All entries below are to be set down again, identical to the source.

■ Data supplied ■
● ● ●
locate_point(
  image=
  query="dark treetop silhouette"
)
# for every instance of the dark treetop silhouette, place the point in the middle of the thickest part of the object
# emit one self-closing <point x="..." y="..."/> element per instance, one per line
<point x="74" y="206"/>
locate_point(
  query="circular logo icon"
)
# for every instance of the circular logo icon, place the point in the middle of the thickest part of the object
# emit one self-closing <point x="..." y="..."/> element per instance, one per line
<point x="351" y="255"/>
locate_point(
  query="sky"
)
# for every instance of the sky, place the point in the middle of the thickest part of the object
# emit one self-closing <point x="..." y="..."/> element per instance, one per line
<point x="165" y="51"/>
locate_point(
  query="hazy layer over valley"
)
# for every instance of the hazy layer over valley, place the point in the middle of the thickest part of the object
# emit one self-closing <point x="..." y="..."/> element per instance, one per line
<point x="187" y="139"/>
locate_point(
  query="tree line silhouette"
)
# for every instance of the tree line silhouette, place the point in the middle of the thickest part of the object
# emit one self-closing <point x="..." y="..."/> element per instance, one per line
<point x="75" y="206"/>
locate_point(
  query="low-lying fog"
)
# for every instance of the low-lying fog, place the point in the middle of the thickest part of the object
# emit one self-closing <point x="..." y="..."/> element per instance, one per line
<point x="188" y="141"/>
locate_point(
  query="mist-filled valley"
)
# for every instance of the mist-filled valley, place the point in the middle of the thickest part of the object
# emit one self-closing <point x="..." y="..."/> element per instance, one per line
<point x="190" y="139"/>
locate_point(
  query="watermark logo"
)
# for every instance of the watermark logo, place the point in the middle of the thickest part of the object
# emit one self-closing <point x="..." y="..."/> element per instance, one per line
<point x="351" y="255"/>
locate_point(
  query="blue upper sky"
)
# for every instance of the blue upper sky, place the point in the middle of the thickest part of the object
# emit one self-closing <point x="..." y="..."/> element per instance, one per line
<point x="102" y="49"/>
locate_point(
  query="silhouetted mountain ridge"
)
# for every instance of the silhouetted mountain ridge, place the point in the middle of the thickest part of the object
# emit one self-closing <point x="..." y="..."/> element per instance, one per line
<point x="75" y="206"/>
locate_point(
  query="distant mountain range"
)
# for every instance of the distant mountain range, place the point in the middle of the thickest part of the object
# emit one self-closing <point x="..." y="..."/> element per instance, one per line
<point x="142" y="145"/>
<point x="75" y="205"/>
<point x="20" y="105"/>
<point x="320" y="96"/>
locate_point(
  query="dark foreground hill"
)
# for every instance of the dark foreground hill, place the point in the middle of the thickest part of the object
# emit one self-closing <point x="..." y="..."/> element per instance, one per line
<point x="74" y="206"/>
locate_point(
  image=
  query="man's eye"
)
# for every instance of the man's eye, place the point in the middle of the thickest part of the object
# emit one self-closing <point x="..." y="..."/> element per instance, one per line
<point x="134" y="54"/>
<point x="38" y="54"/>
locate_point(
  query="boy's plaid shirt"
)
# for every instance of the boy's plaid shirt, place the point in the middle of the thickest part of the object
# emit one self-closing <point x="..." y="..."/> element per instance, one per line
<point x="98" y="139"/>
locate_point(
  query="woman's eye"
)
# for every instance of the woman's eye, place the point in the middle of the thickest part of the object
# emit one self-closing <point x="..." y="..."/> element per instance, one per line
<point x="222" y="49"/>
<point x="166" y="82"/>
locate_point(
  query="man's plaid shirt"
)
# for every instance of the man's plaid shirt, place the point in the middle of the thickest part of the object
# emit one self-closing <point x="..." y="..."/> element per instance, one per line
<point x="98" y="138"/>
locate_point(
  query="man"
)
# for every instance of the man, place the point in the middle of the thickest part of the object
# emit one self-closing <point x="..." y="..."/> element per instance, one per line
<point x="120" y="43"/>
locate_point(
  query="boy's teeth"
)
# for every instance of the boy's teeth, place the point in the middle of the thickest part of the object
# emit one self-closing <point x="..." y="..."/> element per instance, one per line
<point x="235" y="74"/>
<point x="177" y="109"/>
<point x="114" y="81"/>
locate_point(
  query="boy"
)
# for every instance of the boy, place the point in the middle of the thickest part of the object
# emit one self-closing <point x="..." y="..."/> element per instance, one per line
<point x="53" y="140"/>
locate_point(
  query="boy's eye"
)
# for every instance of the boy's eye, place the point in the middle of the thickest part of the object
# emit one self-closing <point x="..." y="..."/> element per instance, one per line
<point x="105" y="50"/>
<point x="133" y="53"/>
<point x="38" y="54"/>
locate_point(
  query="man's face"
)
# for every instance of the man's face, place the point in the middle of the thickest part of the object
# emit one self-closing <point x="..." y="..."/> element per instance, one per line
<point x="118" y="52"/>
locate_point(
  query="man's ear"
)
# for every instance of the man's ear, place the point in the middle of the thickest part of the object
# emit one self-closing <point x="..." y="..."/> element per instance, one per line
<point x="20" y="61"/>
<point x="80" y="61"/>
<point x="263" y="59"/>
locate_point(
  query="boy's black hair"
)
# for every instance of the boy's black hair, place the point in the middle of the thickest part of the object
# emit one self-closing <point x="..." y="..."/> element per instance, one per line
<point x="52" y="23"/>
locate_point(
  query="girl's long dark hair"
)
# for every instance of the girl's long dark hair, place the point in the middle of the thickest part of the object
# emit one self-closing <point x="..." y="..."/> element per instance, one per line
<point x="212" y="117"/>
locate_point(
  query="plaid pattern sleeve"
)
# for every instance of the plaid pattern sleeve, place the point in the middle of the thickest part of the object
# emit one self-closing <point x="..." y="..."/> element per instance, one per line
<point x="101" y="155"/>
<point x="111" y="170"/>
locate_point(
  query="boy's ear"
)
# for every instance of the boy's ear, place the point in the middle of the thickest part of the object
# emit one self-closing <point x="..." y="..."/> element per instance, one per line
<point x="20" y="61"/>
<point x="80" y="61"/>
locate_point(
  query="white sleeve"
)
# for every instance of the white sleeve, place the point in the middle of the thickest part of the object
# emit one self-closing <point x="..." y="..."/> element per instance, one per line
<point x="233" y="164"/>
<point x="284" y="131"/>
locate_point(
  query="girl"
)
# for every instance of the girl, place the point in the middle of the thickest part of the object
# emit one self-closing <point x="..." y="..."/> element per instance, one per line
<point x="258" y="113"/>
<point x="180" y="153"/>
● ● ●
■ The solution ■
locate_point(
  image=
  query="dark treetop silhouette"
)
# for every instance of the dark treetop silhouette, place the point in the middle of the thickest part of the object
# emit one self-closing <point x="..." y="..."/> element per instance, one per line
<point x="74" y="206"/>
locate_point(
  query="circular logo icon"
)
# for every instance of the circular logo icon, place the point in the middle of the thickest part of the object
# emit one self-closing <point x="..." y="..."/> element per instance, one per line
<point x="351" y="255"/>
locate_point(
  query="sky"
)
# for every instance of the sky, place the point in the middle of the thickest part of the object
# emit one self-closing <point x="..." y="..."/> element per instance, one per line
<point x="165" y="51"/>
locate_point(
  query="hazy layer over valley"
)
# for every instance of the hazy layer over valley, place the point in the middle of the thickest part of the object
# emit one self-closing <point x="..." y="..."/> element per instance, one per line
<point x="187" y="139"/>
locate_point(
  query="tree line silhouette"
)
# for every instance of the tree line silhouette, place the point in the middle of the thickest part of the object
# emit one self-closing <point x="..." y="..."/> element per instance, one per line
<point x="75" y="206"/>
locate_point(
  query="low-lying fog"
)
# for every instance of the low-lying fog, place the point in the middle of the thickest part of the object
# emit one self-closing <point x="..." y="..."/> element per instance, one per line
<point x="188" y="141"/>
locate_point(
  query="mist-filled valley"
)
# for every instance of the mist-filled valley, place the point in the middle of the thickest part of the object
# emit one self-closing <point x="..." y="..."/> element per instance, one per line
<point x="190" y="139"/>
locate_point(
  query="watermark logo"
)
# for every instance of the watermark logo, place the point in the middle of the thickest part of the object
# emit one self-closing <point x="..." y="..."/> element per instance, one per line
<point x="351" y="255"/>
locate_point(
  query="blue upper sky"
)
# for every instance of the blue upper sky, place the point in the middle of the thickest part of the object
# emit one self-closing <point x="..." y="..."/> element per instance, one per line
<point x="102" y="49"/>
locate_point(
  query="silhouetted mountain ridge"
)
# for every instance of the silhouetted mountain ridge, place the point in the middle of the thickest part of the object
# emit one self-closing <point x="..." y="..."/> element per instance, one per line
<point x="75" y="206"/>
locate_point(
  query="distant mountain range"
)
# for every instance of the distant mountain range, place the point in the middle of the thickest part of the object
# emit one self-closing <point x="..." y="..."/> element per instance, one per line
<point x="142" y="145"/>
<point x="75" y="205"/>
<point x="20" y="105"/>
<point x="320" y="96"/>
locate_point(
  query="dark foreground hill"
)
# for every instance of the dark foreground hill, place the point in the middle of the thickest part of the object
# emit one self-closing <point x="..." y="..."/> element per instance, one per line
<point x="74" y="206"/>
locate_point(
  image=
  query="man's eye"
)
# for every instance of the man's eye, place the point in the middle of the thickest part of the object
# emit one self-closing <point x="..." y="..."/> element per instance, one per line
<point x="134" y="54"/>
<point x="38" y="54"/>
locate_point(
  query="boy's plaid shirt"
)
# for every instance of the boy's plaid shirt, place the point in the middle of the thickest part of the object
# emit one self-closing <point x="..." y="..."/> element per instance, one per line
<point x="98" y="139"/>
locate_point(
  query="woman's eye"
)
# for every instance of the woman's eye, place the point in the middle of the thickest part of the object
# emit one self-closing <point x="..." y="..."/> element per instance, one per line
<point x="222" y="49"/>
<point x="166" y="82"/>
locate_point(
  query="man's plaid shirt"
)
# for every instance of the man's plaid shirt, place the point in the middle of the thickest part of the object
# emit one self-closing <point x="..." y="..."/> element per instance, one per line
<point x="98" y="138"/>
locate_point(
  query="man"
)
# for every instance of the man, place the point in the middle of the thickest part of the object
# emit one self-closing <point x="..." y="..."/> element per instance, one per line
<point x="120" y="43"/>
locate_point(
  query="boy's teeth"
)
# for every instance of the boy's teeth, place the point in the middle of the thickest part of the object
# emit one self-closing <point x="..." y="..."/> element per instance, one per line
<point x="235" y="74"/>
<point x="177" y="109"/>
<point x="114" y="81"/>
locate_point(
  query="boy"
)
# for every instance of the boy, place the point in the middle of the thickest part of the object
# emit one self-closing <point x="..." y="..."/> element per instance, one per line
<point x="53" y="140"/>
locate_point(
  query="boy's eye"
)
# for every instance of the boy's eye, place the point in the middle of the thickest part of the object
# emit one self-closing <point x="..." y="..."/> element per instance, one per line
<point x="105" y="50"/>
<point x="133" y="53"/>
<point x="38" y="54"/>
locate_point(
  query="man's face"
)
# for every instance of the man's face, place the point in the middle of the thickest part of the object
# emit one self-closing <point x="..." y="..."/> element per instance, one per line
<point x="118" y="52"/>
locate_point(
  query="man's ear"
)
# for every instance of the man's ear, place the point in the middle of the thickest part of the object
# emit one self-closing <point x="..." y="..."/> element per instance, one per line
<point x="20" y="61"/>
<point x="80" y="61"/>
<point x="263" y="59"/>
locate_point(
  query="boy's black hair"
)
# for every instance of the boy's black hair, place the point in the middle of the thickest part of the object
# emit one self-closing <point x="..." y="..."/> element per instance, one per line
<point x="52" y="23"/>
locate_point(
  query="girl's long dark hair"
)
# for every instance of the girl's long dark hair, place the point in the middle of the thickest part of the object
# emit one self-closing <point x="..." y="..."/> element per instance, one per line
<point x="212" y="117"/>
locate_point(
  query="plaid pattern sleeve"
)
# for every instance of the plaid pattern sleeve, place the point in the middle of the thickest part of the object
# emit one self-closing <point x="..." y="..."/> element per instance, one per line
<point x="101" y="155"/>
<point x="111" y="170"/>
locate_point(
  query="boy's ear"
)
# for every instance of the boy's ear, place the point in the middle of the thickest part of the object
# emit one self-closing <point x="..." y="..."/> element per instance, one per line
<point x="20" y="61"/>
<point x="80" y="61"/>
locate_point(
  query="white sleeve"
)
# for every instance of the white sleeve, place the point in the middle of the thickest part of the object
# emit one self-closing <point x="..." y="..."/> element per instance, one per line
<point x="233" y="164"/>
<point x="284" y="131"/>
locate_point(
  query="girl"
)
# for every instance of the girl, place the point in the middle of the thickest part of the object
# emit one self-closing <point x="..." y="..."/> element per instance, one per line
<point x="258" y="113"/>
<point x="180" y="153"/>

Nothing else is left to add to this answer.